Excerpts of bounding box data:
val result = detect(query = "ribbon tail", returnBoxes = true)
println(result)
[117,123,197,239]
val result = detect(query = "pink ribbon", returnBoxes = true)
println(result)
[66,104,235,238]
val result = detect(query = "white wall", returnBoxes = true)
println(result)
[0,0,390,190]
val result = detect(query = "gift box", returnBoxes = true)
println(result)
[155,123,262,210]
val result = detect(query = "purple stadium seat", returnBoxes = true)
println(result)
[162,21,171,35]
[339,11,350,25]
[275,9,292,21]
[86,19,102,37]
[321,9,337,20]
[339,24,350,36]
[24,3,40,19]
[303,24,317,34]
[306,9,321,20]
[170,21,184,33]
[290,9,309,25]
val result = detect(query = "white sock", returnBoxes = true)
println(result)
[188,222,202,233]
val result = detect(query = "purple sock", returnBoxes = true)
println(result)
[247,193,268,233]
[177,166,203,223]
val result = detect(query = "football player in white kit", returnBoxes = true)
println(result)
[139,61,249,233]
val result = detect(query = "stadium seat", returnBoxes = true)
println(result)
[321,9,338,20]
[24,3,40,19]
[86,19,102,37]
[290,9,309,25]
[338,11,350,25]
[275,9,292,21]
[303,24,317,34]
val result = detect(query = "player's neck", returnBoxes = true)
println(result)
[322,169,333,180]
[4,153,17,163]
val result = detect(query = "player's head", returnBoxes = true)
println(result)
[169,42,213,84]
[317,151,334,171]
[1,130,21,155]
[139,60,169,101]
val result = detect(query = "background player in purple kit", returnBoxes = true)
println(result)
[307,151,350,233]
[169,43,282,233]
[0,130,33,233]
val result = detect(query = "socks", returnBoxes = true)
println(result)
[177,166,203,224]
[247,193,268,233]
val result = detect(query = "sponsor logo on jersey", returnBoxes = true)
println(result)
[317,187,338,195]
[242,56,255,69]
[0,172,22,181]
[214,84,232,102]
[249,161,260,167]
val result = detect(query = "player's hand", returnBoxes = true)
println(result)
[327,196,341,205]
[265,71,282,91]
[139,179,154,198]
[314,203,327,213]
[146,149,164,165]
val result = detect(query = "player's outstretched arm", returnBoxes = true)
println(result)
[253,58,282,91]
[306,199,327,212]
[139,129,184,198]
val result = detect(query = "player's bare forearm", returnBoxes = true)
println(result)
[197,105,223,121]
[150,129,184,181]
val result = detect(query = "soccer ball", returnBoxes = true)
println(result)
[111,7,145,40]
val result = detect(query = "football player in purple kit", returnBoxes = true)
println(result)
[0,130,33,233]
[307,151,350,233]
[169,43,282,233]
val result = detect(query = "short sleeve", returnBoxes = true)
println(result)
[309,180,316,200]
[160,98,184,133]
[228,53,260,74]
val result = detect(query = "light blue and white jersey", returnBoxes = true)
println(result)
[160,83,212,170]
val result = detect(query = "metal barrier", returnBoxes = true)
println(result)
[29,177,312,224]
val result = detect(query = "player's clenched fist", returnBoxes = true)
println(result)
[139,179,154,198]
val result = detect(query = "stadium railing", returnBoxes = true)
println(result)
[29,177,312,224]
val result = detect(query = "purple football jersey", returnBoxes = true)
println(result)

▶ [Exercise objective] Reproduce every line of the records above without changing a single character.

▶ [Result]
val result = detect(query = "ribbon tail", returnBoxes = true)
println(result)
[117,123,197,239]
val result = detect(query = "pink ribbon", returnBoxes = true)
println(result)
[66,104,235,238]
val result = detect(query = "white wall", returnBoxes = true)
println(result)
[0,0,390,190]
val result = detect(query = "gift box", returnBoxes = true)
println(result)
[155,123,262,210]
val result = detect(query = "purple stadium seat", returnBoxes = true)
println(result)
[162,21,171,35]
[339,11,350,25]
[275,9,292,21]
[86,19,102,37]
[321,9,337,20]
[339,24,350,36]
[24,3,40,19]
[303,24,317,34]
[306,9,321,20]
[170,21,184,33]
[290,9,309,25]
val result = detect(query = "white sock", returnBoxes = true)
println(result)
[188,222,202,233]
val result = detect(query = "purple sock", returnBoxes = true)
println(result)
[247,193,268,233]
[177,166,203,223]
val result = detect(query = "football player in white kit", returnBoxes = true)
println(result)
[139,61,249,233]
val result = detect(query = "stadium seat", returnBoxes = true)
println(result)
[321,9,338,20]
[24,3,40,19]
[86,19,102,37]
[290,9,309,25]
[338,11,350,25]
[275,9,292,21]
[303,24,317,34]
val result = detect(query = "player's neck", returnBoxes = true)
println(result)
[322,169,333,180]
[4,153,17,163]
val result = detect(query = "player's head", returnBoxes = true)
println(result)
[169,42,213,84]
[317,151,334,171]
[1,130,21,155]
[139,60,169,101]
val result = detect(query = "background player in purple kit", returnBoxes = true)
println(result)
[307,151,350,233]
[169,43,282,233]
[0,130,33,233]
val result = detect(query = "socks", returnBoxes = true)
println(result)
[177,166,203,224]
[247,193,268,233]
val result = detect(query = "sponsor logo on jersey", returnBoxes = true)
println(result)
[317,187,338,195]
[242,56,255,69]
[0,172,22,181]
[214,84,232,102]
[249,161,260,167]
val result = detect(query = "player's hand", returnBoxes = true)
println(result)
[327,196,341,205]
[265,71,282,91]
[139,179,154,198]
[314,203,327,213]
[146,149,164,165]
val result = detect(query = "player's outstretched arm", returnBoxes = true)
println(result)
[253,58,282,91]
[306,199,327,212]
[139,129,184,198]
val result = detect(query = "player's bare forearm", returnBoxes = true)
println(result)
[197,105,223,121]
[150,129,184,181]
val result = detect(query = "soccer ball", returnBoxes = true)
println(result)
[111,7,145,40]
val result = detect(query = "football player in purple kit", returnBoxes = true)
println(result)
[0,130,33,233]
[307,151,350,233]
[169,43,282,233]
val result = detect(query = "short sleeve", returnBoxes = true)
println(result)
[309,180,316,200]
[160,98,184,133]
[228,53,260,74]
val result = detect(query = "light blue and white jersey", returnBoxes = true)
println(result)
[160,83,212,170]
val result = detect(query = "metal barrier", returnBoxes = true)
println(result)
[29,177,312,224]
val result = detect(query = "player's clenched fist", returnBoxes = true)
println(result)
[139,179,154,198]
val result = detect(query = "stadium railing", returnBoxes = true)
println(result)
[29,177,312,224]
val result = detect(query = "purple football jersey", returnBoxes = true)
println(result)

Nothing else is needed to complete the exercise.